What is expected:
Retype the material word for word.
-- Start of Material provided --
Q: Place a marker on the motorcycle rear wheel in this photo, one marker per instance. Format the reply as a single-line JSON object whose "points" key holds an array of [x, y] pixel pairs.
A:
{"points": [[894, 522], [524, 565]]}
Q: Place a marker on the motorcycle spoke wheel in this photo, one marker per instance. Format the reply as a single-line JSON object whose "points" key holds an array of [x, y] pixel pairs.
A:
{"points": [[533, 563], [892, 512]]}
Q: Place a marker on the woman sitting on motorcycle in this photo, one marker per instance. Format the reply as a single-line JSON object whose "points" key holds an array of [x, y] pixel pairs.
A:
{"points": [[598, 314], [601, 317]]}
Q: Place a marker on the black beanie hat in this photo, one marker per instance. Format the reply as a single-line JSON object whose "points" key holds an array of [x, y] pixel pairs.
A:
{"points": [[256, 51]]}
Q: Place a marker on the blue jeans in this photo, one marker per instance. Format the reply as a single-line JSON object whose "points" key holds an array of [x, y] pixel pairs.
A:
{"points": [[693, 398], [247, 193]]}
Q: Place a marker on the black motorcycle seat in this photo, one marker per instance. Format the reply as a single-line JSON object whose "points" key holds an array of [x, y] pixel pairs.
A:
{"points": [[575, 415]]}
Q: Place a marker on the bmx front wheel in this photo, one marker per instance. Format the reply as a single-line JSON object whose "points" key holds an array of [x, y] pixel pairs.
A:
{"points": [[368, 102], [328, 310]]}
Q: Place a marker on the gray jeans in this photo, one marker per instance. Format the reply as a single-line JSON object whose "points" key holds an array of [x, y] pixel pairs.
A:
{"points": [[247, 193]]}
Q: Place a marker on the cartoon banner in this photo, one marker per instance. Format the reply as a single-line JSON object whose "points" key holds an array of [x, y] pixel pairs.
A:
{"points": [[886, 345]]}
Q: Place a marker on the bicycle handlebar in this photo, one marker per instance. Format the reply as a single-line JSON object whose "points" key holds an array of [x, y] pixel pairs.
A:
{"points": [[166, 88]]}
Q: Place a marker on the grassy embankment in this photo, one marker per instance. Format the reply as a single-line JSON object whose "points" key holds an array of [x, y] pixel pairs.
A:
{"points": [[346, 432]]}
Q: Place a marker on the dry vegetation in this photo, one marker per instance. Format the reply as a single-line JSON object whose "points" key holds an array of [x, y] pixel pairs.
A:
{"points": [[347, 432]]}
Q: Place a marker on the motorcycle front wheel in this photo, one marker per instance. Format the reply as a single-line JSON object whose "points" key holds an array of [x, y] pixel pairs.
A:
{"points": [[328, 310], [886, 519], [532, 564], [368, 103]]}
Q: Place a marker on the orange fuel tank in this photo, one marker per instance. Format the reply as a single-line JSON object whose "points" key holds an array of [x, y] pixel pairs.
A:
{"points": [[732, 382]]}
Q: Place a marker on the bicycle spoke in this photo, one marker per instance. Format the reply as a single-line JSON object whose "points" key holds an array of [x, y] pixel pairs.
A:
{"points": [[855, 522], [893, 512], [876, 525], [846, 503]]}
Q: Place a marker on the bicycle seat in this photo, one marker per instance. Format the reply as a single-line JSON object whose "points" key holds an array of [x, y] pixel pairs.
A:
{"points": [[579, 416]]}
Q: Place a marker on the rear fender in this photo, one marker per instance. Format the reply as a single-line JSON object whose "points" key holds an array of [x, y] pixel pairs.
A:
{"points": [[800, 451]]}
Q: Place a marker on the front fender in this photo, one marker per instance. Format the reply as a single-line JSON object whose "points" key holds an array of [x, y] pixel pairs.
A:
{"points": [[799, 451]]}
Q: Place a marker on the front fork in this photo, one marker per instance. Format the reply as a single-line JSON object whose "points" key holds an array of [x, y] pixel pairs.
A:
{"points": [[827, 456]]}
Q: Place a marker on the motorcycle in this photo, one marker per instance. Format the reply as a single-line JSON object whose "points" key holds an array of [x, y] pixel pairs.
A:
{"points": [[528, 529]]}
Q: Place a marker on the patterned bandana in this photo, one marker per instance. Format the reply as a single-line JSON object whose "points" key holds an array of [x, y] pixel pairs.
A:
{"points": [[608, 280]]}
-- End of Material provided --
Answer to this problem:
Q: Place a marker on the motorcycle rear wheel in this photo, one marker per instance. Format the reply as a single-line JSON object whose "points" key holds an array of [x, y] pixel pairs.
A:
{"points": [[894, 522], [524, 565]]}
Q: Place a marker on the motorcycle spoke wheel in this photo, one marker per instance. Format the reply as a single-line JSON object whose "points" key holds an array of [x, y] pixel pairs.
A:
{"points": [[533, 563], [892, 512]]}
Q: Place a marker on the woman sitting on motorcycle in this photo, one marker per instance. Format the reply as a single-line JSON object whose "points" key holds an array of [x, y] pixel pairs.
A:
{"points": [[598, 314], [601, 317]]}
Q: Place a marker on the black beanie hat in this photo, one marker per instance. Format the reply as a single-line JSON object whose "points" key holds an array of [x, y] pixel pairs.
A:
{"points": [[256, 51]]}
Q: Place a marker on the blue jeans in this photo, one marker per instance. Format the reply as a single-line JSON object whose "points" key holds an array of [x, y] pixel pairs.
A:
{"points": [[693, 398], [247, 193]]}
Q: Place a marker on the black motorcycle seat in this photo, one marker per instance. Format the reply as a single-line JSON object whose "points" key holds an array of [x, y] pixel pairs.
A:
{"points": [[575, 415]]}
Q: Place a marker on the bmx front wheel in this photo, one marker per instance. Format the reply as a single-line JSON object whose "points" key holds an array of [x, y] pixel pairs.
A:
{"points": [[368, 102], [328, 310]]}
Q: Place a marker on the gray jeans in this photo, one marker per instance. Format the reply as a single-line JSON object whose "points" key holds an array of [x, y] pixel pairs.
A:
{"points": [[247, 193]]}
Q: Place a marker on the cartoon banner in this photo, one marker per instance. Format the reply as a single-line JSON object whose "points" key holds an array of [x, y] pixel pairs.
A:
{"points": [[886, 345]]}
Q: Place a marker on the bicycle handlebar in this photo, one marker per instance. Format the reply as a single-line JSON object whose "points" key holds an array of [x, y] pixel pairs.
A:
{"points": [[166, 88]]}
Q: Place a marker on the grassy embankment in this photo, one marker per instance. Format the reply as a single-line JSON object whose "points" key holds an array of [x, y] pixel pairs.
A:
{"points": [[346, 432]]}
Q: Place a marker on the dry vegetation in this photo, one marker per instance. Format the reply as a single-line JSON object whose "points" key holds an array of [x, y] pixel pairs.
A:
{"points": [[347, 432]]}
Q: Place a marker on the motorcycle front wheel in this photo, one marker per instance. Format the reply as a single-line JSON object whose "points" key holds an array of [x, y] pixel pairs.
A:
{"points": [[328, 310], [886, 519], [532, 564], [368, 103]]}
Q: Place a marker on the orange fuel tank in this photo, one marker per instance. Format the reply as a single-line JSON object whose "points" key holds an array of [x, y] pixel pairs.
A:
{"points": [[732, 382]]}
Q: Place a marker on the bicycle spoke in this photo, one marker per instance. Format the reply as a single-line JSON object whose "points" key holds an array of [x, y] pixel pairs.
A:
{"points": [[855, 522], [893, 512], [876, 525], [846, 503]]}
Q: Place a marker on the bicycle seat in this photo, one marker per instance. Format the reply as a single-line JSON object whose "points" key holds an array of [x, y] pixel pairs.
A:
{"points": [[579, 416]]}
Q: Place a marker on the rear fender in this photo, one marker per instance. Format the reply as a single-line JSON object whose "points" key holds an array of [x, y] pixel pairs.
A:
{"points": [[800, 451]]}
Q: Place a marker on the front fender in this photo, one marker per instance. Format the reply as a single-line JSON object whose "points" key holds an array of [x, y] pixel pairs.
A:
{"points": [[799, 451]]}
Q: Place a marker on the front fork in this photo, one marker per instance. Format the reply as a single-line JSON object whose "points" key holds an array of [x, y] pixel pairs.
A:
{"points": [[827, 456]]}
Q: Place a marker on the motorcycle in this photo, one marker per instance. Format the reply as a single-line JSON object whose "points" key holds an array of [x, y] pixel pairs.
A:
{"points": [[528, 529]]}
Q: Place a marker on the patterned bandana in this photo, one marker per instance. Format the reply as a single-line JSON object whose "points" key holds an array of [x, y] pixel pairs.
A:
{"points": [[608, 280]]}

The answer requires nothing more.